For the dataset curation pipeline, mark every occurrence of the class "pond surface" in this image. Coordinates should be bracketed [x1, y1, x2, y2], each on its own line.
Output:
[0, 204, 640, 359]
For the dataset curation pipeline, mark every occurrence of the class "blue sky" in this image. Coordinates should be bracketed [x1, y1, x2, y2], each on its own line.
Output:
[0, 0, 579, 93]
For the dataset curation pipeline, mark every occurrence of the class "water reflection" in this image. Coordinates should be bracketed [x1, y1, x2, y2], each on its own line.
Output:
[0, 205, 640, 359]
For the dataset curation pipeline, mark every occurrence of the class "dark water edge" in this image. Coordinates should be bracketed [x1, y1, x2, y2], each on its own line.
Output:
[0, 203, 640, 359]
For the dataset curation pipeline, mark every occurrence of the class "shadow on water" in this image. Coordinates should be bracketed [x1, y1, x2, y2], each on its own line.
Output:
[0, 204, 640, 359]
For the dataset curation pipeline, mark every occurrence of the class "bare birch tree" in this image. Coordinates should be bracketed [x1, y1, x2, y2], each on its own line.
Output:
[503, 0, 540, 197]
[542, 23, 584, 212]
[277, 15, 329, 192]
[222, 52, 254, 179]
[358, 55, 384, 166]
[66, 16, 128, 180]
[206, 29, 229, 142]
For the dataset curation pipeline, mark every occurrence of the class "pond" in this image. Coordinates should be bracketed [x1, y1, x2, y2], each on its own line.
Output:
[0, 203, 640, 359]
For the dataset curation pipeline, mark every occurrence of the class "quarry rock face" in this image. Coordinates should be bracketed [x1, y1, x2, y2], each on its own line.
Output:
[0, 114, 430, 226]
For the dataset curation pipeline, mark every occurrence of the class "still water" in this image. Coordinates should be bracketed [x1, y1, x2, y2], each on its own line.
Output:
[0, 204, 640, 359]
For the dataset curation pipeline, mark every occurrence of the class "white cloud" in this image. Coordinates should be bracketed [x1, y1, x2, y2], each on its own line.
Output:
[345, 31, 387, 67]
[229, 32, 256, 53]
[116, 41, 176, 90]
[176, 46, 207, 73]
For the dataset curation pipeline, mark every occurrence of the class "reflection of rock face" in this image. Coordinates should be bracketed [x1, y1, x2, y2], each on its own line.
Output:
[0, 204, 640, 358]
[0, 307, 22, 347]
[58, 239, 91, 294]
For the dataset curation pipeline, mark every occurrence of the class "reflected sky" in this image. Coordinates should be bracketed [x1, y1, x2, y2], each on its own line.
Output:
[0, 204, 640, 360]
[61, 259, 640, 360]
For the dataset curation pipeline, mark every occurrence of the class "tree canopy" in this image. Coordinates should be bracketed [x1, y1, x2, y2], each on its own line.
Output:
○ ○ ○ ○ ○
Pull out every line of the data above that contains the string "rock". Matching is case-sensitive.

The result.
For the dataset curation pipeline, mark every occurrence of the class "quarry rock face" in this image. Coordinates should be bracketed [x1, y1, x2, y2], each on its own line.
For the dataset curation pipeline, mark every occurrence of the class "reflection of rock face" in this image. Coordinates should be bracketed [x1, y1, x2, y2], each on its own line.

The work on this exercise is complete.